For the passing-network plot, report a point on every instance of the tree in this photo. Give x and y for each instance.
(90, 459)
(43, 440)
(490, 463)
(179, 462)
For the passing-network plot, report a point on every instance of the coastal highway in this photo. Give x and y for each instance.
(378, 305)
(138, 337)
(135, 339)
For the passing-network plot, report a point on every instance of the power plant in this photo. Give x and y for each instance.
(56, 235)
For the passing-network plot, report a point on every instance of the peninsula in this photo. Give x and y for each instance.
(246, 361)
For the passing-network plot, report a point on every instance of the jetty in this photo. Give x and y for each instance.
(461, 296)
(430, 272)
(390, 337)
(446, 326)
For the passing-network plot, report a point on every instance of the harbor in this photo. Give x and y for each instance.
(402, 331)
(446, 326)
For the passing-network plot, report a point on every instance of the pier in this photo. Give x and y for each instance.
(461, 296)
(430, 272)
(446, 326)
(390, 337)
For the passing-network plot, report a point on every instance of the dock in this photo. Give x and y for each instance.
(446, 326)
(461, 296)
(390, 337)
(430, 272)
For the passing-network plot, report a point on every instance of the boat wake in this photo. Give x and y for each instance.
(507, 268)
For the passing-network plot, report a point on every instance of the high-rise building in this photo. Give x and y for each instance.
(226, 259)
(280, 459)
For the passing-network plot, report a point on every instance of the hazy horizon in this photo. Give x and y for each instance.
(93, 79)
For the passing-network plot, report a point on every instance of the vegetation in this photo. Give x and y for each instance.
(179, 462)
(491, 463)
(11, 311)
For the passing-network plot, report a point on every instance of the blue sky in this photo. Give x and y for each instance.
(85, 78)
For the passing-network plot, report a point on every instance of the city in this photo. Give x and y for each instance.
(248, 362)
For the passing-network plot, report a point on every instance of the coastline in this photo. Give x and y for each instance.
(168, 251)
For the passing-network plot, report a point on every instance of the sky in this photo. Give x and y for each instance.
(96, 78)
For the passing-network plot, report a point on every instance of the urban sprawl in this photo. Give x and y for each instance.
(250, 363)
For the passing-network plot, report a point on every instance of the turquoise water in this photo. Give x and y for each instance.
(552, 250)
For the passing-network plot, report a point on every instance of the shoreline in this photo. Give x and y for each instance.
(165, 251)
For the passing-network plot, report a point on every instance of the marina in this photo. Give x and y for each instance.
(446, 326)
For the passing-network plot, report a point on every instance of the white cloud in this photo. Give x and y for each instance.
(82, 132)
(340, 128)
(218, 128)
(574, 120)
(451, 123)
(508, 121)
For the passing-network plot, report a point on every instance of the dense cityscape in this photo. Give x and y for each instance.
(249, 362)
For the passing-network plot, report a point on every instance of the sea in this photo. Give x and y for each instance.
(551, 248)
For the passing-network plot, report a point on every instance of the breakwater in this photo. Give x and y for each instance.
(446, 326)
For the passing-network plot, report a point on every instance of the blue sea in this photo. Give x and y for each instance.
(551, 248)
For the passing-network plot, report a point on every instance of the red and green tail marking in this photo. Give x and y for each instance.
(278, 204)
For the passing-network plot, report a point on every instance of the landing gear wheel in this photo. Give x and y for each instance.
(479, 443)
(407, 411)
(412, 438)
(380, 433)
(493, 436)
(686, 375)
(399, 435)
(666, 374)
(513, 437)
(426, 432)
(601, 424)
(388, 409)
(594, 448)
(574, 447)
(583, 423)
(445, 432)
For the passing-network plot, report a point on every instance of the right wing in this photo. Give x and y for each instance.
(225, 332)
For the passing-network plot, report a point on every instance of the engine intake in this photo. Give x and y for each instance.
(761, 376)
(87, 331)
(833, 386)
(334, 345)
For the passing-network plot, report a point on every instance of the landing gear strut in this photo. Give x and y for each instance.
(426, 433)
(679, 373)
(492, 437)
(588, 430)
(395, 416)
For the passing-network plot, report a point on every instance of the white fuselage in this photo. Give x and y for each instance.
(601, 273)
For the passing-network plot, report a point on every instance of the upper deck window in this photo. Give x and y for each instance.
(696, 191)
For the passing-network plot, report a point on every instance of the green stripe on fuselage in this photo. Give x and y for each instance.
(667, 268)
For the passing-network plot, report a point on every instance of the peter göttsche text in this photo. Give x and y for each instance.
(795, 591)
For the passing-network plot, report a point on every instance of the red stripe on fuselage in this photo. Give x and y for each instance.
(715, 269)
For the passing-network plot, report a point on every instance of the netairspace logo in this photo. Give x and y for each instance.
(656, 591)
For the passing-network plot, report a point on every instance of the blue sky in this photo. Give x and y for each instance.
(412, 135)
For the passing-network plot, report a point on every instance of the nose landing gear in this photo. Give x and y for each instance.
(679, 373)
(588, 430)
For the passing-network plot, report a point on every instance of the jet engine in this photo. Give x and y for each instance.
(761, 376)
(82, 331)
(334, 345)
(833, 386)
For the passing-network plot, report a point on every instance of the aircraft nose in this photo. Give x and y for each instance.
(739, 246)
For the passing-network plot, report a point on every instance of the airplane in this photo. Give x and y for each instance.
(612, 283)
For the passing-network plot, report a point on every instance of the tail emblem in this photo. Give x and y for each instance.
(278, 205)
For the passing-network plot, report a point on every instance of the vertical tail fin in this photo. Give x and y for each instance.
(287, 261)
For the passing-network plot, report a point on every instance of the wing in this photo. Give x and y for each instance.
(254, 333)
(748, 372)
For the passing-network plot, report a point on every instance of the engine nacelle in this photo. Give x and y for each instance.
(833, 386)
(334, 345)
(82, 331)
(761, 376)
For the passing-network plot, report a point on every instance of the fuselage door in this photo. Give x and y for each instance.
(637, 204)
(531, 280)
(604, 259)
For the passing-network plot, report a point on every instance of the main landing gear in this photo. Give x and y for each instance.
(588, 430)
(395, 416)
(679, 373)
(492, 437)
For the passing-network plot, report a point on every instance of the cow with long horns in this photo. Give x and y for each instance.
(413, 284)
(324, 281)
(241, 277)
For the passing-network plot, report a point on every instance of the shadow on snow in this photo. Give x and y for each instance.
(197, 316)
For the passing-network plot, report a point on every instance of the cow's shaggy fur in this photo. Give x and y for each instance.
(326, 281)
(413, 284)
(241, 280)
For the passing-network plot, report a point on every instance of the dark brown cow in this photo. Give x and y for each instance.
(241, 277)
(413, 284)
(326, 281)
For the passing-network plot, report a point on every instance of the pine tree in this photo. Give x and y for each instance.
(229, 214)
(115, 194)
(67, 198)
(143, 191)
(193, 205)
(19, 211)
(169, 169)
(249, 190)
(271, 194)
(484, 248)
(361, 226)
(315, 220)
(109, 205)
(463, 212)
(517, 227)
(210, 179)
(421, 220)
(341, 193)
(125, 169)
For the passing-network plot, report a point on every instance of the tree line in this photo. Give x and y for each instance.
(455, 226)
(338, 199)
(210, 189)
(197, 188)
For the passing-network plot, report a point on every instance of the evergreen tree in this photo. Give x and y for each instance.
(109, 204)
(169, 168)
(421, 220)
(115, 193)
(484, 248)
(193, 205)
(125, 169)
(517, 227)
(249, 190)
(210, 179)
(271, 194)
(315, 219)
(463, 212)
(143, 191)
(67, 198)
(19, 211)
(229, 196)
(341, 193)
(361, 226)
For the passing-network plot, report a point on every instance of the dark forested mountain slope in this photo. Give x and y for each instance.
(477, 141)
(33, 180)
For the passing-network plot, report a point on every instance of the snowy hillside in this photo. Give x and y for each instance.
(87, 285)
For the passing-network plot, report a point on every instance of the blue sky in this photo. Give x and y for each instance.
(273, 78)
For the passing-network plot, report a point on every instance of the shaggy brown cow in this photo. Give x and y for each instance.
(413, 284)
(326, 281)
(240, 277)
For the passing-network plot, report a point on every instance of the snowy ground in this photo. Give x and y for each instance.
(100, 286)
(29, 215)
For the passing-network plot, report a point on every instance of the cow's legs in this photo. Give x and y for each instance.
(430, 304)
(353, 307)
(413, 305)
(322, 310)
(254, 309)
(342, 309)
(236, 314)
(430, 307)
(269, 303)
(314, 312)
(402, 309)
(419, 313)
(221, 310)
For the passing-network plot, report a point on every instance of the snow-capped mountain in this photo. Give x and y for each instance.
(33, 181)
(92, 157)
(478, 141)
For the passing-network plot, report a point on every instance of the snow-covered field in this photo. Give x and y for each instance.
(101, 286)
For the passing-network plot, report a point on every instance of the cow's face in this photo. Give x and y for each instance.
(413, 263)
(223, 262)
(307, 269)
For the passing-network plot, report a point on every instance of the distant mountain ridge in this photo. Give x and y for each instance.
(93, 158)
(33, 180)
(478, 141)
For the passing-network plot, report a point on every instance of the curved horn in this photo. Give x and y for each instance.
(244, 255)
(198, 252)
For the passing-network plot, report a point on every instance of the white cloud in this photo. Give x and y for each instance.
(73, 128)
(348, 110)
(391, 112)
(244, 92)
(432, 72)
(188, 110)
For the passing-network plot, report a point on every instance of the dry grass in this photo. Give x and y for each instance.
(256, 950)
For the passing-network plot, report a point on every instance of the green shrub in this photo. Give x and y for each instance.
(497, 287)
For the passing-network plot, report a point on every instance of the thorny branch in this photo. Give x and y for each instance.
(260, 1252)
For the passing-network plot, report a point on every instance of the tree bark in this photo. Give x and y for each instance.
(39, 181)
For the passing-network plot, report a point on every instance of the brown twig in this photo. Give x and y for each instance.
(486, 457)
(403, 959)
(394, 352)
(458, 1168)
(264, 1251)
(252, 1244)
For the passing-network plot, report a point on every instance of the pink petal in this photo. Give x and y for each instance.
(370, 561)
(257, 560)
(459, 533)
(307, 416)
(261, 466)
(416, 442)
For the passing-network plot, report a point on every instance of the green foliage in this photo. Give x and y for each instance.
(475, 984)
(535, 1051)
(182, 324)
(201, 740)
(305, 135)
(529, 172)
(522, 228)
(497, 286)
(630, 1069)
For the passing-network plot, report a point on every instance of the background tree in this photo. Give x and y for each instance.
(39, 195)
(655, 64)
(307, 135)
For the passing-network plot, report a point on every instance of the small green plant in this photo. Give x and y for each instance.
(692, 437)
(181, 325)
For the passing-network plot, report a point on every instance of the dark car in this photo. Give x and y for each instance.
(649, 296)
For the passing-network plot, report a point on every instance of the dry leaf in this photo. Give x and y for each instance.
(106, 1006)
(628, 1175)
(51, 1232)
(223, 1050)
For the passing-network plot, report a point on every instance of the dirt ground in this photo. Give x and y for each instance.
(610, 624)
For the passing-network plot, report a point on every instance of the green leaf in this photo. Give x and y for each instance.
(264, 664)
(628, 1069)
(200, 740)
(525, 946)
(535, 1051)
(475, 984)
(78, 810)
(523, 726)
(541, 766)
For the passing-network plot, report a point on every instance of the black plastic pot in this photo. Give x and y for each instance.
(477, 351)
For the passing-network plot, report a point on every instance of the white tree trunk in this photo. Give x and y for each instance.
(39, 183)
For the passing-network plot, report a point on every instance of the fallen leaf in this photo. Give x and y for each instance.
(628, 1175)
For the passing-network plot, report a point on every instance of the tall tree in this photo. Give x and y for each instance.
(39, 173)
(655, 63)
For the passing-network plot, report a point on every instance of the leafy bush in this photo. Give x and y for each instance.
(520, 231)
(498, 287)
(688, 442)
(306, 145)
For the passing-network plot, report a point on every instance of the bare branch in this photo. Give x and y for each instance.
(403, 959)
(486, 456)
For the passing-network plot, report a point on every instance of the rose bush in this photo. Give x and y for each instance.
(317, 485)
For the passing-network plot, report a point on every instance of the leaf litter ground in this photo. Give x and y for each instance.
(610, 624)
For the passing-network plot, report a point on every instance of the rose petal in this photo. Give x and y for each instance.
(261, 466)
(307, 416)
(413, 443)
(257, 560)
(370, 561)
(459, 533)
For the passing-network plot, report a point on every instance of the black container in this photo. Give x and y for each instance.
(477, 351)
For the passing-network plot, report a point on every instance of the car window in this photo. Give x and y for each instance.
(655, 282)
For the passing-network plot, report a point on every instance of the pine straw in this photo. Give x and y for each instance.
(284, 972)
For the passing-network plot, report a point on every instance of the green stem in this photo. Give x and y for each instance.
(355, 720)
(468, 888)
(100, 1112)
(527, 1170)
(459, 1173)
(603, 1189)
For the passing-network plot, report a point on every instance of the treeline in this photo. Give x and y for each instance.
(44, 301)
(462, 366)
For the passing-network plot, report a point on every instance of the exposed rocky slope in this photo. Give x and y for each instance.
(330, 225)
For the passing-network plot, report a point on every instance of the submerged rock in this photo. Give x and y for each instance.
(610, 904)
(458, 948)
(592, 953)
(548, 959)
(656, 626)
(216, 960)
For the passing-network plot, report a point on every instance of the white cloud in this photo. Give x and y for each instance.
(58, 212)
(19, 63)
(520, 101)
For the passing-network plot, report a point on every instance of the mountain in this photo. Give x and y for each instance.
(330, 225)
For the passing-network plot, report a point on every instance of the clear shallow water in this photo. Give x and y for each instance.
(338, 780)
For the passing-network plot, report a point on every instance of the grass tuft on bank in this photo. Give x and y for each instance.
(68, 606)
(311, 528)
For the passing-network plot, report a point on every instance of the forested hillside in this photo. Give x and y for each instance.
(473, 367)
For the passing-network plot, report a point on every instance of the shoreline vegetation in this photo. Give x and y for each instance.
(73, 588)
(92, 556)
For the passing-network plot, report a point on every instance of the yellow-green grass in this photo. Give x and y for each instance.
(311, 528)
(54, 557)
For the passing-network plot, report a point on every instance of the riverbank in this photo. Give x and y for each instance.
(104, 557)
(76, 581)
◇ ◇ ◇
What the task asks:
Find "of the riverbank" in the entries above, then repeat its line and all lines after it exactly, down to the last line.

Written solution:
For the passing-network plot, report a point on every instance of the riverbank in this photo. Give x and y for each instance.
(104, 557)
(76, 581)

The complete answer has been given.